═══ Recorded data ═══

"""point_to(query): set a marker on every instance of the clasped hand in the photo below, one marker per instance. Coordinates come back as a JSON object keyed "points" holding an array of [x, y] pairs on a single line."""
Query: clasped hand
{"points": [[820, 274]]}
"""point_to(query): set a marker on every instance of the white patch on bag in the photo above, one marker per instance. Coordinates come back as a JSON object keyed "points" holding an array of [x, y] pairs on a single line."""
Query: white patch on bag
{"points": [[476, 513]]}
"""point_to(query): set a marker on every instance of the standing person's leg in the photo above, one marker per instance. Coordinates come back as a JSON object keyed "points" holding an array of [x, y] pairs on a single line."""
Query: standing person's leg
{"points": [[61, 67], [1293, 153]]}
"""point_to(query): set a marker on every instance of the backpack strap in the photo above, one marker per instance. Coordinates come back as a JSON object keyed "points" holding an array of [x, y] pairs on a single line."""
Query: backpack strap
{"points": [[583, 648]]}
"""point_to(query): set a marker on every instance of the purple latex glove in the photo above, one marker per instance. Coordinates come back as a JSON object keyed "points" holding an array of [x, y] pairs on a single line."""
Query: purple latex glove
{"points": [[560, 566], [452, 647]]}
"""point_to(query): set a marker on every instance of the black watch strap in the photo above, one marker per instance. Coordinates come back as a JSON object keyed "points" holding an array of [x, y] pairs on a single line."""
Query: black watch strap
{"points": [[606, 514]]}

═══

Recast every line of the entries above as a JSON array of strings, one string per line, leaving out any blank lines.

[
  "\"\"\"point_to(query): set a marker on every instance of the clasped hand in the photo below, one marker per instance. Coordinates come back as a JSON object keyed \"points\" holding an array of [x, y] pairs on a single line.\"\"\"",
  "Query: clasped hand",
  "{\"points\": [[820, 274]]}",
  "\"\"\"point_to(query): set a marker on every instance of the white patch on bag in the photo above, one marker per instance. Coordinates come back as a JSON object keyed \"points\" holding an array of [x, y] pairs on a single line.\"\"\"",
  "Query: white patch on bag",
  "{\"points\": [[476, 513]]}",
  "\"\"\"point_to(query): set a marker on every instance of the standing person's leg in the photo above, one marker per instance. Coordinates come back as a JSON object keyed \"points\" holding an array of [x, y] pairs on a single line.\"\"\"",
  "Query: standing person's leg",
  "{\"points\": [[61, 67], [1293, 153]]}",
  "\"\"\"point_to(query): set a marker on every instance of the backpack strap in the photo above, one marker per instance. Coordinates come back as a JSON object keyed \"points\" holding an array of [x, y] pairs on a single line.\"\"\"",
  "Query: backpack strap",
  "{\"points\": [[583, 648]]}",
  "\"\"\"point_to(query): set a marker on every instance of the purple latex glove in the photo above, one marker per instance. Coordinates come back as a JSON object keyed \"points\" holding an array of [x, y] pairs on a single line.\"\"\"",
  "Query: purple latex glove",
  "{\"points\": [[560, 566], [452, 647]]}",
  "\"\"\"point_to(query): set a marker on every instance of the black watch strap in the photo above, one marker per instance. Coordinates come back as a JSON object keyed \"points\" holding an array of [x, y] pairs on a single line.\"\"\"",
  "Query: black watch strap",
  "{\"points\": [[606, 514]]}"
]